### Exercise details
Reproduce the lines below character for character, without any changes.

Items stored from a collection
·····

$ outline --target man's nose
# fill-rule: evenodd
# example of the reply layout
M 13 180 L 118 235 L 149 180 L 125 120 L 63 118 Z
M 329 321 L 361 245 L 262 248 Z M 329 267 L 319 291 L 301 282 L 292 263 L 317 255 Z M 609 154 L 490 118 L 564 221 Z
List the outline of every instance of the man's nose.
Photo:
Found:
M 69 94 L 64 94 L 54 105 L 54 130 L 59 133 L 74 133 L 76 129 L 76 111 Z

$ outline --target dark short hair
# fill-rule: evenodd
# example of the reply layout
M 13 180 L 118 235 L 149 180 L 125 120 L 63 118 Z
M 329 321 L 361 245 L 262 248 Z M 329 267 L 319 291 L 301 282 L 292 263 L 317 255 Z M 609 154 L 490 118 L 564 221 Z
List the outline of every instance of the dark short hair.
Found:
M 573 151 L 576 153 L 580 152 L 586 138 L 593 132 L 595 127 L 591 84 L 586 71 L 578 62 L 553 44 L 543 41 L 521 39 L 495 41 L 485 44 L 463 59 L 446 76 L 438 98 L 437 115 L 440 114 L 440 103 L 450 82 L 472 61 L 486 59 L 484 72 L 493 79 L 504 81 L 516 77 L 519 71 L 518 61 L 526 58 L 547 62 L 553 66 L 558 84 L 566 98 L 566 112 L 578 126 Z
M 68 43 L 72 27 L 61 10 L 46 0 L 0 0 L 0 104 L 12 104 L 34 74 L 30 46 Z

·····

### Task result
$ outline --target man's nose
# fill-rule: evenodd
# example of the reply layout
M 13 180 L 118 235 L 149 180 L 125 120 L 63 118 Z
M 329 321 L 361 245 L 262 248 Z M 329 267 L 319 291 L 301 282 L 292 263 L 317 255 Z M 609 154 L 490 118 L 564 221 Z
List the outline of every instance of the man's nose.
Photo:
Found:
M 69 94 L 64 94 L 54 105 L 54 130 L 59 133 L 74 133 L 76 129 L 76 111 Z

$ outline --target dark short hair
# fill-rule: evenodd
# example of the reply layout
M 13 180 L 118 235 L 149 180 L 125 120 L 63 118 Z
M 329 321 L 361 245 L 262 248 Z M 329 267 L 319 291 L 301 282 L 292 263 L 317 255 Z M 609 154 L 490 118 L 564 221 Z
List the outline of every instance of the dark short hair.
Found:
M 573 151 L 576 153 L 580 152 L 586 138 L 593 132 L 595 127 L 591 84 L 586 71 L 578 62 L 553 44 L 543 41 L 521 39 L 495 41 L 485 44 L 463 59 L 446 76 L 438 98 L 437 115 L 440 114 L 440 103 L 450 82 L 472 61 L 486 59 L 484 72 L 493 79 L 504 81 L 516 77 L 519 71 L 518 61 L 526 58 L 547 62 L 553 66 L 558 84 L 566 98 L 566 112 L 578 126 Z
M 68 43 L 72 27 L 61 10 L 46 0 L 0 0 L 0 104 L 12 104 L 34 74 L 30 46 Z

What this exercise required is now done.